***** Reading passage

Entertainment

The Real G.L.O.W. Is Still Alive and Kicking In 2017

How GLOW lived, died, and returned in time for the Netflix age.

Ursula Hayden

Thirty years ago, inside the Riviera Hotel on the Las Vegas strip, a roster of mostly struggling actresses and models entered a wrestling ring and battled for supremacy. They also rapped and danced and got up to all kinds of politically incorrect shenanigans, and audiences watching at home on Saturday mornings ate it all up.

This was the Gorgeous Ladies of Wrestling, an unabashed parody of men’s pro wrestling, with women front and center. Although it has long since stopped its weekly events and airing on cable TV, G.L.O.W. lives on as a kitschy classic, and the upcoming Netflix comedy based on its story may just catapult it back into the spotlight.

**********

- **Exercise**:
Please write out the part of the GLOW article that opens with the words containing "Thirty years ago, inside" and closes with "ate it all up.", swapping "Saturday mornings" for "Sunday afternoons".

***** Collected material

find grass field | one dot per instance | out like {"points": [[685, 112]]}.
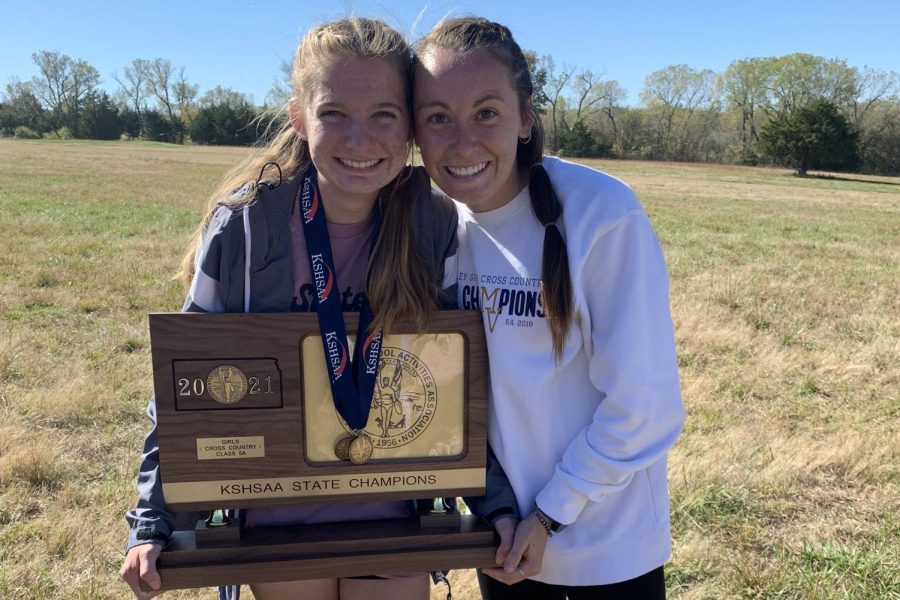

**********

- **Answer**:
Thirty years ago, inside the Riviera Hotel on the Las Vegas strip, a roster of mostly struggling actresses and models entered a wrestling ring and battled for supremacy. They also rapped and danced and got up to all kinds of politically incorrect shenanigans, and audiences watching at home on Sunday afternoons ate it all up.